The second day brought the Conners Continuous Performance Test — a computerised attention task that measures how consistently you can sustain focus over time, how quickly your responses slow or become erratic. It does not ask you anything. It simply watches how your attention moves when you think no one is looking. I felt I had made too many errors and was disappointed.
The ADOS-2 was different from everything else. The Autism Diagnostic Observation Schedule is a structured clinical observation — the psychologist presents specific activities and conversations designed to draw out the kinds of responses relevant to autism. It is less a test and more a careful watching. I knew she was looking at how I communicated, how I navigated social exchange, how I responded to ambiguity. Some of the tasks were strange, and she had warned me they would be — miming brushing my teeth, being handed unrelated objects and asked to build a story, working through a wordless picture book that made no obvious sense. It felt odd, even childish. I did it anyway. I understood, on some level, what each task was reaching for, even when I couldn’t fully name it.
I told myself, going in, not to mask. As a deliberate instruction. I spoke more than I normally would. I asked for coffee mid-session because I needed it — which sounds small, but for someone who has spent years calculating whether a request will make her seem like too much, it wasn’t. When I was anxious, I said so. When something didn’t make sense, I said that too.
There was another fear underneath that one, quieter but persistent. What if I was too good at this? What if I had spent so long learning to appear fine that even here, in a room designed to look past the appearance, I would just look fine?
It is a fear many late-diagnosed women carry into that room. The tools used in adult autism assessment were built largely around male presentations — more visible, more behavioural, less concealed. The smarter and more verbal you are, the easier it is to compensate in the moment, to find your way through a task even when the effort costs something. A good clinician knows this. The CAT-Q exists precisely because standard tools can miss people who have spent a lifetime hiding.

## MATERIAL PROVIDED:
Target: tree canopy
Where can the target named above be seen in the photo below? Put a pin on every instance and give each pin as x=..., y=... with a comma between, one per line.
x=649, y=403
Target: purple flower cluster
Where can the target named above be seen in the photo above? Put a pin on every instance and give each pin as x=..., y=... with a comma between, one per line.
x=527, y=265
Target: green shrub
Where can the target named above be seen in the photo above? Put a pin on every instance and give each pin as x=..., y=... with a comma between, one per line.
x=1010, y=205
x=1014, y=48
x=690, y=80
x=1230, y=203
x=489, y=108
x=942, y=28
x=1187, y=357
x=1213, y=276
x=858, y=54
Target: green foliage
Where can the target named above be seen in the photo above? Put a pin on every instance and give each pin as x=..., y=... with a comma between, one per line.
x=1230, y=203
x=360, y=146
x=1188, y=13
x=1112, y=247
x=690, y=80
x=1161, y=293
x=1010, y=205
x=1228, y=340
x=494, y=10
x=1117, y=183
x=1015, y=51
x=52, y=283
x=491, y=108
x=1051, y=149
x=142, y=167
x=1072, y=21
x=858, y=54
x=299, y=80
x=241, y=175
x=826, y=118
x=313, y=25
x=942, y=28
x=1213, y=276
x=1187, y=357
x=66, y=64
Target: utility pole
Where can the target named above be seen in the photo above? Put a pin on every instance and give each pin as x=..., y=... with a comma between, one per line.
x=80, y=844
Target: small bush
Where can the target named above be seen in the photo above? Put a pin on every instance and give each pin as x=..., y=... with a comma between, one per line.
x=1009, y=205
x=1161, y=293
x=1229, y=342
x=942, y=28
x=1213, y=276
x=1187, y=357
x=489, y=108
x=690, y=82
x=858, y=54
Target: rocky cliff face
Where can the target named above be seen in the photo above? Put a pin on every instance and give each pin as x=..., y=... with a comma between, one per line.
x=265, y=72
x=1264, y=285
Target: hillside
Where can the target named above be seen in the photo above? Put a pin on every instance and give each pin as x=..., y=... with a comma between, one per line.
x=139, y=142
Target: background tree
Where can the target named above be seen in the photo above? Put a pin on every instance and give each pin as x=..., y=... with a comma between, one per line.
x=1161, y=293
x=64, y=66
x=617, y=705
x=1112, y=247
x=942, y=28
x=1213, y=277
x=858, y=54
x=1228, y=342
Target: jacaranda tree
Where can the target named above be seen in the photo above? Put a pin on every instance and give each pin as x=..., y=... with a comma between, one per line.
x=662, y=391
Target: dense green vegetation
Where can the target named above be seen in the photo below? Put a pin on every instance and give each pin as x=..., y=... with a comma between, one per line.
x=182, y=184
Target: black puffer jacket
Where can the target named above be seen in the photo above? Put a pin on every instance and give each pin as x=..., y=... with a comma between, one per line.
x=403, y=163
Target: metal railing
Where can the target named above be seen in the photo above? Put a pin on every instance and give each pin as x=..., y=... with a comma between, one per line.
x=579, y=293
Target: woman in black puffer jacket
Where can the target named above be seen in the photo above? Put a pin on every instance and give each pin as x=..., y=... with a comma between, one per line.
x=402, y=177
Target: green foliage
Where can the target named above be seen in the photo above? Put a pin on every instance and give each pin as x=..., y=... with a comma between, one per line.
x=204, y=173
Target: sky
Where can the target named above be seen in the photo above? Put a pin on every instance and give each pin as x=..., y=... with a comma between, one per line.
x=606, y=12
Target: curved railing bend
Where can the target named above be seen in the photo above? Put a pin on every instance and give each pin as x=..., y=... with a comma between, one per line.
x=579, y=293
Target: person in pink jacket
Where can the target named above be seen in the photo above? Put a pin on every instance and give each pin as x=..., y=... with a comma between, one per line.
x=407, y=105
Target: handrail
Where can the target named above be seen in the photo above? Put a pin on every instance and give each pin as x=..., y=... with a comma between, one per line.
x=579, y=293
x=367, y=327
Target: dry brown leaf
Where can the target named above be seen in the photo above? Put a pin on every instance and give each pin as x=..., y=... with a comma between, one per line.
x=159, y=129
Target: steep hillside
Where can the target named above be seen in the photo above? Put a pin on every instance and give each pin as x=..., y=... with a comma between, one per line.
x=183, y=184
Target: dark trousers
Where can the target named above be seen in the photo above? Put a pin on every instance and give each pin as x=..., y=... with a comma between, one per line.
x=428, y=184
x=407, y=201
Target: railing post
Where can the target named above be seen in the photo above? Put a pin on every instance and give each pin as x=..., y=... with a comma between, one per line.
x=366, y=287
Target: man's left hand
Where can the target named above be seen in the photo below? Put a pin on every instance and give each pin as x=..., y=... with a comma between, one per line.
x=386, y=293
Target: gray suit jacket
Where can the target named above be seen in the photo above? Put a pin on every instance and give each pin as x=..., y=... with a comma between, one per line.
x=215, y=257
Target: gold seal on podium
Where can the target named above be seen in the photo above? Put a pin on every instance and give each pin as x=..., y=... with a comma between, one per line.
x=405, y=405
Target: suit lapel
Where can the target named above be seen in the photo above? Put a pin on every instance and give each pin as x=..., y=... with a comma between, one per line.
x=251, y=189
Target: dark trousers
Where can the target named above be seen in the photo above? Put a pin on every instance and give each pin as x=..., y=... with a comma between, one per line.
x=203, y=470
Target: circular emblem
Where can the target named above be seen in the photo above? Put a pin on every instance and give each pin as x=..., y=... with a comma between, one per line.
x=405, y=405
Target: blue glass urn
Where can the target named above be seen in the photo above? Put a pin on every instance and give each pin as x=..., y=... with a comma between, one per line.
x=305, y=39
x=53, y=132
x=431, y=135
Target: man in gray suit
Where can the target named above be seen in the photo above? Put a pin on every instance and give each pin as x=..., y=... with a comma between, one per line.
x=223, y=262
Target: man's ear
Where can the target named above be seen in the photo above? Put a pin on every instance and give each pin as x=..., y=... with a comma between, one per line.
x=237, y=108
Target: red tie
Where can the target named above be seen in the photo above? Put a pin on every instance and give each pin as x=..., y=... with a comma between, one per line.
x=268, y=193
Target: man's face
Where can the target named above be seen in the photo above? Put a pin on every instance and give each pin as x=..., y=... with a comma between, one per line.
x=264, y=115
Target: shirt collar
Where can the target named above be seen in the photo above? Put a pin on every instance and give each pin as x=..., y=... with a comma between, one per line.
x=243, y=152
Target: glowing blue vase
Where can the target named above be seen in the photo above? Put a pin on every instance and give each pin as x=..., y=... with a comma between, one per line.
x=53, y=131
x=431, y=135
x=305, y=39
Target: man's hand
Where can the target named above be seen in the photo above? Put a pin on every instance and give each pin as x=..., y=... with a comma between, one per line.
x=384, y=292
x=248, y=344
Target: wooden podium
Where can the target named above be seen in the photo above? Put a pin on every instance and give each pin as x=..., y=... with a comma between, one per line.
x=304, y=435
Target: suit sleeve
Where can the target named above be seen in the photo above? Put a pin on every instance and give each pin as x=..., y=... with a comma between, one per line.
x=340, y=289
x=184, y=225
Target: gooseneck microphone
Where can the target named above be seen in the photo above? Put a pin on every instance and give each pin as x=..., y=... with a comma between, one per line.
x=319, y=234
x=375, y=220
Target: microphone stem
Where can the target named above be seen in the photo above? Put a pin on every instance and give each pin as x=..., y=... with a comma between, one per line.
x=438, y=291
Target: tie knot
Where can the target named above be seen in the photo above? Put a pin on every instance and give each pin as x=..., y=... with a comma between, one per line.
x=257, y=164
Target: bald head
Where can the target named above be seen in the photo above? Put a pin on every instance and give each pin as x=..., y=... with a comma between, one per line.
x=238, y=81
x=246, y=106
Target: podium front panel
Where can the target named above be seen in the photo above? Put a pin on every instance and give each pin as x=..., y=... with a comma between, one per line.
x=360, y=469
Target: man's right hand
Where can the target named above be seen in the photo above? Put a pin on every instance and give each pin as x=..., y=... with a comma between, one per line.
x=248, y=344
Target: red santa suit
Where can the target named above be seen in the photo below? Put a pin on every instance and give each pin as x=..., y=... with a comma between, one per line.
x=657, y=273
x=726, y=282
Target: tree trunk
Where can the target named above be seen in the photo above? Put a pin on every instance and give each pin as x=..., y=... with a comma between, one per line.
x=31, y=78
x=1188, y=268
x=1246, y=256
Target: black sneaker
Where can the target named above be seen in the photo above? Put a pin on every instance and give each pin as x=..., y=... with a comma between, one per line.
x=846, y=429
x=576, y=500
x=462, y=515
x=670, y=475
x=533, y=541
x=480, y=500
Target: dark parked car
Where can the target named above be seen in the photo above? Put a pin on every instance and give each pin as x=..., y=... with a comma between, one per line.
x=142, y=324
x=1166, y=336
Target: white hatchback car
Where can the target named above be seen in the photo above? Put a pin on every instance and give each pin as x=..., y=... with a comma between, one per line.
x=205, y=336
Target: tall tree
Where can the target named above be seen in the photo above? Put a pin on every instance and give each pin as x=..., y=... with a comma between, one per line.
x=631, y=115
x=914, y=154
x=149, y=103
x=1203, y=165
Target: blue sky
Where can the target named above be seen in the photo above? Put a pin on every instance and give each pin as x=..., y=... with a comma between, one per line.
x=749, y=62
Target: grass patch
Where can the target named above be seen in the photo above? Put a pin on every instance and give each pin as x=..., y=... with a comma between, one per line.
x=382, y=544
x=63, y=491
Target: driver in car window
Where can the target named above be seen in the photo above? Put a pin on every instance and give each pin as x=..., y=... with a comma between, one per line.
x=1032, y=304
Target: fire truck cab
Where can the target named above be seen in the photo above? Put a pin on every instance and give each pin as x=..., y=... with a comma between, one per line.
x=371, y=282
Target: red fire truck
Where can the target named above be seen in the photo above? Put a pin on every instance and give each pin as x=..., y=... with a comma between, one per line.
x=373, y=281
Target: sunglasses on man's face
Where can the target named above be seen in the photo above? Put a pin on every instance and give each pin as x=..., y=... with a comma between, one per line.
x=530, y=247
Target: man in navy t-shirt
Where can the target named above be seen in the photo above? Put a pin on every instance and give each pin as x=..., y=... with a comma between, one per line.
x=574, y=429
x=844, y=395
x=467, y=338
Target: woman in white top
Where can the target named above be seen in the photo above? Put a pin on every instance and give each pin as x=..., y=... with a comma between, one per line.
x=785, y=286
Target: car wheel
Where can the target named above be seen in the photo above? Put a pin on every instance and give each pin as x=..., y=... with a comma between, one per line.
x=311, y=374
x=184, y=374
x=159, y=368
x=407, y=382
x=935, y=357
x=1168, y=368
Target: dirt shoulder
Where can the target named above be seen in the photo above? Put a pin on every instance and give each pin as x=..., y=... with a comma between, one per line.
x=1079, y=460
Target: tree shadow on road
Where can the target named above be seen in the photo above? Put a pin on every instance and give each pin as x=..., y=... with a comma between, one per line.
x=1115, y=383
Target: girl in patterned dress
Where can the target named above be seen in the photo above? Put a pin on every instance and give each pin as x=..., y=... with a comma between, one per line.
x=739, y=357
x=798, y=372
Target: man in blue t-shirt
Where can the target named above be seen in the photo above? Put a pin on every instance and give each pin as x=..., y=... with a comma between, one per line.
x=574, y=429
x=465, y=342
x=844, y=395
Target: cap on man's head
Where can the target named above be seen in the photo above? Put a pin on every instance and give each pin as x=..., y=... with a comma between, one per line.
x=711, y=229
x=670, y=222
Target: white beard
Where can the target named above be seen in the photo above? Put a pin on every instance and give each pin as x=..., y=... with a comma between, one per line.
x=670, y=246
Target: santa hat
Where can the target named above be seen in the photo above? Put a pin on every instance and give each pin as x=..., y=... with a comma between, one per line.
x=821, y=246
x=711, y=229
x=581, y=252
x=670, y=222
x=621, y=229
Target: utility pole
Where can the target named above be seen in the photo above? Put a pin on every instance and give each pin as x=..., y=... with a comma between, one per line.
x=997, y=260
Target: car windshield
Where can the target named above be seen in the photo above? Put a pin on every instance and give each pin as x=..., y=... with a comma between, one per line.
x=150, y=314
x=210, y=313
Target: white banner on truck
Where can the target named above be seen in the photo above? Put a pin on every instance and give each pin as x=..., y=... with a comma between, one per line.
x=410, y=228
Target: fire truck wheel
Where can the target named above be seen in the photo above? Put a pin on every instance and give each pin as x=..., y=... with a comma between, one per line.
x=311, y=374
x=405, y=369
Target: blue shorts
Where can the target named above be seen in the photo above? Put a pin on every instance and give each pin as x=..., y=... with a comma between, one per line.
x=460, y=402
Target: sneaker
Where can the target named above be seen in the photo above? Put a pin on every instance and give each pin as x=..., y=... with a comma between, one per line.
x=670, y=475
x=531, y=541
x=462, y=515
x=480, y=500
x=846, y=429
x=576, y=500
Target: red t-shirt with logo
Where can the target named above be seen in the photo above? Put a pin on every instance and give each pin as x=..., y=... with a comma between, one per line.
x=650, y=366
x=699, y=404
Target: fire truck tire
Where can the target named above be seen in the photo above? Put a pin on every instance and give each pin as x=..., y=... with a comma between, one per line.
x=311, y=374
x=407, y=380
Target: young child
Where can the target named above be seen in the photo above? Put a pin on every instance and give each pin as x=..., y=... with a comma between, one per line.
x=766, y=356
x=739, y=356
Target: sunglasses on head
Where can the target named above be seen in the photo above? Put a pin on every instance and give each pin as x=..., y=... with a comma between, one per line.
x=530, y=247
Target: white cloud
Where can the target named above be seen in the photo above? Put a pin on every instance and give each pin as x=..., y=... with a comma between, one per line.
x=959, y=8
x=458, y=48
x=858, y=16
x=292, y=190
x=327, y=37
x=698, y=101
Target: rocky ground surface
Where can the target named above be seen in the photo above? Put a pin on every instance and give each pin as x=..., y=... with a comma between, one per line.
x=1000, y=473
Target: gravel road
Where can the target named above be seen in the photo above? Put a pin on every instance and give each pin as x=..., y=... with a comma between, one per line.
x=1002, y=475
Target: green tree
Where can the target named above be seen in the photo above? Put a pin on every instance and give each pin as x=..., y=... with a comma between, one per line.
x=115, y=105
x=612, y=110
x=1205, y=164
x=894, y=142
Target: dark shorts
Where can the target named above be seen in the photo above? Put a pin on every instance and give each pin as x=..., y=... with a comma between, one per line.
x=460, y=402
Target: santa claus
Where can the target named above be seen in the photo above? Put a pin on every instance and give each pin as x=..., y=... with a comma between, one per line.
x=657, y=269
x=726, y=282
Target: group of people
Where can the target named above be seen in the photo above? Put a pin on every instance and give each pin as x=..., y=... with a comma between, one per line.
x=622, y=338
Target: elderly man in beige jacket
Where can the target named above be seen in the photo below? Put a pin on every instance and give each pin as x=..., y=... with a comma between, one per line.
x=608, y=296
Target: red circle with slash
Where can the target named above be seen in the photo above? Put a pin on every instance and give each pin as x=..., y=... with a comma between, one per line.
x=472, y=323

## REQUIREMENT 1:
In the assessment account, what did the writer ask for partway through a session because she needed it?
## REQUIREMENT 2:
List every ADOS-2 task that the assessment account describes as strange.
The entries aren't needed for this work.

## TASK RESPONSE 1:
Coffee.

## TASK RESPONSE 2:
- Miming brushing her teeth
- Being handed unrelated objects and asked to build a story
- Working through a wordless picture book that made no obvious sense